_Exercise details_:
Output exactly the lines between the line that contains "Task: set one pin on each instance of the swimming" and the last line of the material, counting both.

_Data records_:

* * * * * * * * *

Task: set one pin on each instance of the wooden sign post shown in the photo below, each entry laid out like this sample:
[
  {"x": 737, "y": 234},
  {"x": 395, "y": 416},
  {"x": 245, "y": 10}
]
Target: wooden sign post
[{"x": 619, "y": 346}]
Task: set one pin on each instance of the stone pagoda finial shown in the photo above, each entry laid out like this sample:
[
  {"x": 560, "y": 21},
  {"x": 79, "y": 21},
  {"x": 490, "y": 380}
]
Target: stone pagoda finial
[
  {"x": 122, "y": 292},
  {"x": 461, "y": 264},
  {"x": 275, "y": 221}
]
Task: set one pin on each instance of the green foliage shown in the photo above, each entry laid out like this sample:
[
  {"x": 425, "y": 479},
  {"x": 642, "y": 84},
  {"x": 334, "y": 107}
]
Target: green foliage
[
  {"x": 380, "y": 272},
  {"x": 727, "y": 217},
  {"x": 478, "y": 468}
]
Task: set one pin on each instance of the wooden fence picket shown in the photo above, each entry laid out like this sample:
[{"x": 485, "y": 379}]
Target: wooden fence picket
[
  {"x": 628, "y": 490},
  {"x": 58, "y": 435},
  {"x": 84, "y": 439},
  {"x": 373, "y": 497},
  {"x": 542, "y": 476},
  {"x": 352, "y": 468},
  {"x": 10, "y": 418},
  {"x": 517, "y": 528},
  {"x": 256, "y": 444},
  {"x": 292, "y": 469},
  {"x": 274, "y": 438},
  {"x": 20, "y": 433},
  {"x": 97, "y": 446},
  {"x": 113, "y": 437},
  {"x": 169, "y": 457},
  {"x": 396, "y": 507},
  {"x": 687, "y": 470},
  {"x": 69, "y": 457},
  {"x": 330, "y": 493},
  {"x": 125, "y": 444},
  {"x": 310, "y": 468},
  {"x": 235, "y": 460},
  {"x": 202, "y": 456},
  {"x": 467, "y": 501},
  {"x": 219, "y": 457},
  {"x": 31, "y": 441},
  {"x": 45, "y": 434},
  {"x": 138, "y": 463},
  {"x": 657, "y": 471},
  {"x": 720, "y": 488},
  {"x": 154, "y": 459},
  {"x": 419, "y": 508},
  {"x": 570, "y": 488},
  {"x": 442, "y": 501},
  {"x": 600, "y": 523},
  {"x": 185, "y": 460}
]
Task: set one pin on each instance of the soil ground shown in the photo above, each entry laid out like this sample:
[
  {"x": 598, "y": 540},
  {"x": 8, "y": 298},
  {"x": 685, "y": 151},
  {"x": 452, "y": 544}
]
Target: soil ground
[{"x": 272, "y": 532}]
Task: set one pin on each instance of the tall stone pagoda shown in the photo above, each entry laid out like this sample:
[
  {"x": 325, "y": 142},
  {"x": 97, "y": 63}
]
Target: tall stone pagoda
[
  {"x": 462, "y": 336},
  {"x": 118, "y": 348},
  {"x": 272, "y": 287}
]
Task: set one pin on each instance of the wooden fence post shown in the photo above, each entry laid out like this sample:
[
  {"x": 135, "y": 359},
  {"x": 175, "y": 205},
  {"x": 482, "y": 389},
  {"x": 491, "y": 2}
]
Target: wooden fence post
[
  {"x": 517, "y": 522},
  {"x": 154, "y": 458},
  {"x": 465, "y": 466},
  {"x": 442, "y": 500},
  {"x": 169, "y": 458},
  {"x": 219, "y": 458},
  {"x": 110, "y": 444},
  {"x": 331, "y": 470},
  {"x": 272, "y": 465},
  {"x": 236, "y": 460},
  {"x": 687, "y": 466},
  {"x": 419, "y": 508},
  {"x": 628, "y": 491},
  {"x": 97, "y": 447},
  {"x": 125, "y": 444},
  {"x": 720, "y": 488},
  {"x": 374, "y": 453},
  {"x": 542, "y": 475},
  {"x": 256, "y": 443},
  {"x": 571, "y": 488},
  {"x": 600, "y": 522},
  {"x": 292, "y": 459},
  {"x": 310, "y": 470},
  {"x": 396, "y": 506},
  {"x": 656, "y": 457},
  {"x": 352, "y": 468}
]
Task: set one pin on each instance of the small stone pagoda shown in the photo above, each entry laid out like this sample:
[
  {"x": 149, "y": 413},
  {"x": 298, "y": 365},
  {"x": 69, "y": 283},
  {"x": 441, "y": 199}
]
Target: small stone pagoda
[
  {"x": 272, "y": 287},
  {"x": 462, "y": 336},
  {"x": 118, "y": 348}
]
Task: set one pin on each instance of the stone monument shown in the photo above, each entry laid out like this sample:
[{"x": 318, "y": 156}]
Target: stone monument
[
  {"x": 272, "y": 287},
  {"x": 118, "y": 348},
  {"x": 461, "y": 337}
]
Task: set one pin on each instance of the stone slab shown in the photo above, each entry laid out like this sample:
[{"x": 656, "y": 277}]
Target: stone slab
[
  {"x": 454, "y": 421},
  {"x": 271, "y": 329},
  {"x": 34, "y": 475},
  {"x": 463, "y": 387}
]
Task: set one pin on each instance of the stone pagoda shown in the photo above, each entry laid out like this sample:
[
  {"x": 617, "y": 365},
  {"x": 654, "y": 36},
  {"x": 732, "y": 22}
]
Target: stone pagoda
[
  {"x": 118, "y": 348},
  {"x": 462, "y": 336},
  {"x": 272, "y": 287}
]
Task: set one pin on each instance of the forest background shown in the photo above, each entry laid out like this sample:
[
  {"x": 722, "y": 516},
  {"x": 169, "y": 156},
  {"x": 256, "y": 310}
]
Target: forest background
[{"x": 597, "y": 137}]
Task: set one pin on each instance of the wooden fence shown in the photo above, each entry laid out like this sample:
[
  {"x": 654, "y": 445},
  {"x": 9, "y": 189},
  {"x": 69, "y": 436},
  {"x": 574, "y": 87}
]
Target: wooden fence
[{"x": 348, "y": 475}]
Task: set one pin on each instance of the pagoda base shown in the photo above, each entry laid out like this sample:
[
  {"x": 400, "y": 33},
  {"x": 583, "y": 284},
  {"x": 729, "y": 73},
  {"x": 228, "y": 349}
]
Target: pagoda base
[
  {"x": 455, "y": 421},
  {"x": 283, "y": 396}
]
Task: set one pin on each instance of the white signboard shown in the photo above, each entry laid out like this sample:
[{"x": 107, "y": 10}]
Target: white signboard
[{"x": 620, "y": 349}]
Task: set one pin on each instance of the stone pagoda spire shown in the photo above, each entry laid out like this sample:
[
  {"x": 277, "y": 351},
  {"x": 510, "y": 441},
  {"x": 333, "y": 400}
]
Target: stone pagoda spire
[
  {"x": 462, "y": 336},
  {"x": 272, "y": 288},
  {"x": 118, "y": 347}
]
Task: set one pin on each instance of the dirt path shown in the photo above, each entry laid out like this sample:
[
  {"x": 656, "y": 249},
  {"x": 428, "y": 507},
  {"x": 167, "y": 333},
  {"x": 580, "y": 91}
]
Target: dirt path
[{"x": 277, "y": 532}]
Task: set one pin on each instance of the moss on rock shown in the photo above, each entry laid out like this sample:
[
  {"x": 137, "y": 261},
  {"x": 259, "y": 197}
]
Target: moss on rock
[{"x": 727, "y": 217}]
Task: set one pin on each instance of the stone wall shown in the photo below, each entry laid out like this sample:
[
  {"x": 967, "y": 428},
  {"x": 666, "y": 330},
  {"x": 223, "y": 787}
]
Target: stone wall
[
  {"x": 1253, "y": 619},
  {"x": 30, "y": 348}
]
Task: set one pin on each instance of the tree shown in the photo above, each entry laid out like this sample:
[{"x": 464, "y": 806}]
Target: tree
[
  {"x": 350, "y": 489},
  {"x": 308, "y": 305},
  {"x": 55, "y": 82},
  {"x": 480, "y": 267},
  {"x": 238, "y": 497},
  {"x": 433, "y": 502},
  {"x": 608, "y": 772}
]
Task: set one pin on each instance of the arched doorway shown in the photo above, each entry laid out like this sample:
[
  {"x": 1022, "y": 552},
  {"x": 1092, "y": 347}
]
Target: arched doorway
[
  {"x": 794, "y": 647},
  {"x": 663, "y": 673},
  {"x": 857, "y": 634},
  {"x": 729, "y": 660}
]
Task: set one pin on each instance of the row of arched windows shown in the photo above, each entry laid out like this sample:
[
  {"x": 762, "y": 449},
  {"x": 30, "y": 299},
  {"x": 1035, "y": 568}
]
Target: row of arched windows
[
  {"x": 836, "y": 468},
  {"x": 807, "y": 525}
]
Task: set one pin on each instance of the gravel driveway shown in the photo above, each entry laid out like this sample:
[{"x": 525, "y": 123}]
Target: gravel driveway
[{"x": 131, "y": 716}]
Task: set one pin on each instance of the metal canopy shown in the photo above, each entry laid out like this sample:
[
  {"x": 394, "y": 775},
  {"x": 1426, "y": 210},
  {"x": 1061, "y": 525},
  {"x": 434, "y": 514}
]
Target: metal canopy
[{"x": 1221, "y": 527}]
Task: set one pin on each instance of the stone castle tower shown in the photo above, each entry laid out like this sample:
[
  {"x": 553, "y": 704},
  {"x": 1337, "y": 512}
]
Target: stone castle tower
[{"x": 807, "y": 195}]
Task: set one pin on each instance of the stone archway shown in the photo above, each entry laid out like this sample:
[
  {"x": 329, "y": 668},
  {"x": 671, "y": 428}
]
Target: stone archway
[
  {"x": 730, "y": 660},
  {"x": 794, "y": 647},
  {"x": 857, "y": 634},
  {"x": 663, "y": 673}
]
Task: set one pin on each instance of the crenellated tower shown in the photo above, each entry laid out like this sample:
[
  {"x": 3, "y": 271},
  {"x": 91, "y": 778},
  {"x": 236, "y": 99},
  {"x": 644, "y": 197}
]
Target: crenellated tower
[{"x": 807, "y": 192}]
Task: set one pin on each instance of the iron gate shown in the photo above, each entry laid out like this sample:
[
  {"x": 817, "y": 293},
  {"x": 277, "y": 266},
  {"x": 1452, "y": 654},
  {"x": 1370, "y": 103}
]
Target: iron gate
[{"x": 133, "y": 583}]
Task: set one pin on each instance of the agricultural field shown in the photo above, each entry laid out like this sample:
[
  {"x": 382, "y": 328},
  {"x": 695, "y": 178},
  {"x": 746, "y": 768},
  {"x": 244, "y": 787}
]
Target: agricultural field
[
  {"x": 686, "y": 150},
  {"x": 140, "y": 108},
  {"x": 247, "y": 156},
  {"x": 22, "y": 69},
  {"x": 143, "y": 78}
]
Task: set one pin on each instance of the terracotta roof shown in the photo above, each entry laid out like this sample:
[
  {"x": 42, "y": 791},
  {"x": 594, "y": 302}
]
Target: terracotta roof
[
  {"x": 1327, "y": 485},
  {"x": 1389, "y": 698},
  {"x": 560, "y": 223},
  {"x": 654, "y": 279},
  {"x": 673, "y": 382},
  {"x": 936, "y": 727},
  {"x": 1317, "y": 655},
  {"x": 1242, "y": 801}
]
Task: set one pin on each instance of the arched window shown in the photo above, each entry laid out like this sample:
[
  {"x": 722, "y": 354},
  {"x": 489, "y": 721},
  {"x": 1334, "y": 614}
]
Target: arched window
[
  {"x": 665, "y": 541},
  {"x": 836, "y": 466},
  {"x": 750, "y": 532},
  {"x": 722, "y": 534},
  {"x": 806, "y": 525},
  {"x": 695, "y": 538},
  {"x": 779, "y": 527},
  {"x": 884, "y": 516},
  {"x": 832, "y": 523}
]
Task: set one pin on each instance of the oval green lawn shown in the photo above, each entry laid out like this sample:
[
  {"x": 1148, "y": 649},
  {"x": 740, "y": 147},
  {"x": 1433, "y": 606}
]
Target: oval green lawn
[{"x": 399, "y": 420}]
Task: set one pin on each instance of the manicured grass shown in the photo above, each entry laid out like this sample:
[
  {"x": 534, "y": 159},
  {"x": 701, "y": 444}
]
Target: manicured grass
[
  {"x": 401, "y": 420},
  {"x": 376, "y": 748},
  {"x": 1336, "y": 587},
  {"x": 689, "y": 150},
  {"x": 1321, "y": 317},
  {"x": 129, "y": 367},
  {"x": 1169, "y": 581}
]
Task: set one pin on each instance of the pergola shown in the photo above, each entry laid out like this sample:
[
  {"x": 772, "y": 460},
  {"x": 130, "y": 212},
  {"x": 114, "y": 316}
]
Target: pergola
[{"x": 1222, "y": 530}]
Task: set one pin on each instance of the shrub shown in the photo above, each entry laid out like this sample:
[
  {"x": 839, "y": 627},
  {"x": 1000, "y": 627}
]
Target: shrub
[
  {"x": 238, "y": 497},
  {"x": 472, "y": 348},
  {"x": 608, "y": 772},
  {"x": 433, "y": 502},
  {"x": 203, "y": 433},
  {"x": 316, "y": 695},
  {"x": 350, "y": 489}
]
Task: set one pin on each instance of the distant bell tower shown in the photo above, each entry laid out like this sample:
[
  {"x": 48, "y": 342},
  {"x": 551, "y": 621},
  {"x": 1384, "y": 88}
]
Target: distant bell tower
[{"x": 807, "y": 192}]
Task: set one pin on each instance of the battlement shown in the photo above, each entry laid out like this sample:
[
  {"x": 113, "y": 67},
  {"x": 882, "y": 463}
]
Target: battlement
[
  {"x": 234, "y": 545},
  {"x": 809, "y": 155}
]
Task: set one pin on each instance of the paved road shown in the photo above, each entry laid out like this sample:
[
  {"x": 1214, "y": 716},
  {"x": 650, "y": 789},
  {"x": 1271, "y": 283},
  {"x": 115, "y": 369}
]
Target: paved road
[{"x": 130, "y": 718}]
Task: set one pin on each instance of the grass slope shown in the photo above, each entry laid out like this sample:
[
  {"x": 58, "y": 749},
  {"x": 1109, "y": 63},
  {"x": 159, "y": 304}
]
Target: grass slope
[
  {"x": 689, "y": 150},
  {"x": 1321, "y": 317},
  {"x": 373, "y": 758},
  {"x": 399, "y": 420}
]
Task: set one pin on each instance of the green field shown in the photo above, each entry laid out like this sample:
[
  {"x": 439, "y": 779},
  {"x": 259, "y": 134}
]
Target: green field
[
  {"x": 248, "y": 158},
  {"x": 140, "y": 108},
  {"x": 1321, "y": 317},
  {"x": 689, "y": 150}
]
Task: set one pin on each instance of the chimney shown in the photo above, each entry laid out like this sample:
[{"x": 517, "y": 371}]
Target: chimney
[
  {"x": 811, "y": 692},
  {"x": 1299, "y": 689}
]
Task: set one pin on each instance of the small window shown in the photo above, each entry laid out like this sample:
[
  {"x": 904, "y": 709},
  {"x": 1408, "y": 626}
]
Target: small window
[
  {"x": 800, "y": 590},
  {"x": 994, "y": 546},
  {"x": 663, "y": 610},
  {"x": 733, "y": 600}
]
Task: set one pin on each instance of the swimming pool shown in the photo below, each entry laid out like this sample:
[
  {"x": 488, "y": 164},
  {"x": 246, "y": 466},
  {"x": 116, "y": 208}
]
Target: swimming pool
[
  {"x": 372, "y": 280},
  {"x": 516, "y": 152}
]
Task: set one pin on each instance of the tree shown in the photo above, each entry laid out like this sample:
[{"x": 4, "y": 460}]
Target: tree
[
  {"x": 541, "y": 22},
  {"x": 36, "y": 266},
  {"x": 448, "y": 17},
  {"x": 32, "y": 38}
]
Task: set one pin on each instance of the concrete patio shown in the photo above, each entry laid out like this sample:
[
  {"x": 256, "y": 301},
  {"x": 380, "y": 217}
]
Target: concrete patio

* * * * * * * * *

_Solution to this task_:
Task: set one pin on each instance of the swimming pool shown in the photo below, each entry laid out like this sample:
[
  {"x": 488, "y": 164},
  {"x": 246, "y": 466},
  {"x": 116, "y": 208}
]
Target: swimming pool
[
  {"x": 372, "y": 280},
  {"x": 516, "y": 152}
]
Task: set one pin on each instance of the tree shown in the photo above, each entry laid out like this sample:
[{"x": 4, "y": 460}]
Target: tree
[
  {"x": 541, "y": 22},
  {"x": 36, "y": 266},
  {"x": 448, "y": 17},
  {"x": 32, "y": 38}
]
Task: set one pin on each instance of the concrete patio shown in the photo above, each entry laid out like this sample:
[
  {"x": 256, "y": 301},
  {"x": 380, "y": 217}
]
Target: concrete patio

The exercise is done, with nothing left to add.